::: EXCERPTED PASSAGE

It’s sad that it’s come to this — that the most challenging part of my new job is the seclusion and not having pretty much any use for my phone anymore — but it’s the part I hadn’t mentally prepared for. I’d prepared for grueling hikes and heavy packs and ticks and steep hills and heat and hard work. I hadn’t prepared for abruptly losing all of my vices, all of my safety blankets, my beers with friends and social life (digital and real) and the ability to drive to the grocery store without using a quarter tank of gas. I hadn’t prepared for standing in a big house, alone, wondering what to do now, of having only myself and my thoughts and my books and my words and my banjo when that all gets too heavy.

I’ve learned that I’m not necessarily tough, but I am flexible and convincible. I can be convinced of hard, scary things and can adapt to pretty much any situation thrown my way if given just a few minutes to overthink it, a few minutes to cry in a parking lot over it. And then, even when it’s hard, it starts to feel a bit easier — like a few laps around an elementary-school soccer field.

::::::

### DIRECTIONS
A) In the passage about the new job, what does the writer call the most challenging part of it?
B) Please set down part of the passage about the new job word for word, beginning at the words "I’ve learned that" and stopping after "elementary-school soccer field.".

::: DATA SECTION

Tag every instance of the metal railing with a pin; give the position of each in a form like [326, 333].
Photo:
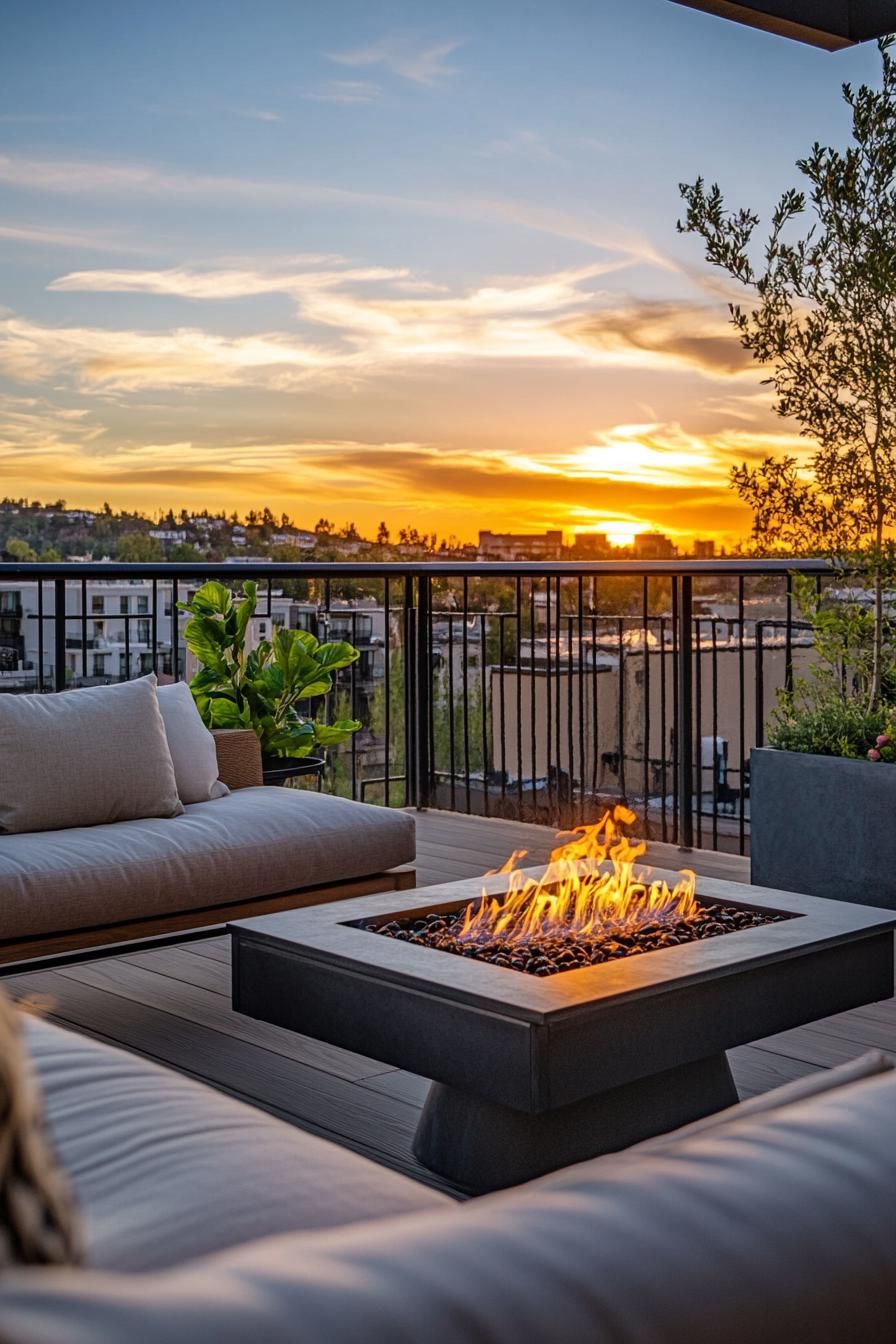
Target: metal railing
[527, 690]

::::::

### RESULTS OF THE EXERCISE
A) The seclusion and not having much use for a phone anymore.

B)
I’ve learned that I’m not necessarily tough, but I am flexible and convincible. I can be convinced of hard, scary things and can adapt to pretty much any situation thrown my way if given just a few minutes to overthink it, a few minutes to cry in a parking lot over it. And then, even when it’s hard, it starts to feel a bit easier — like a few laps around an elementary-school soccer field.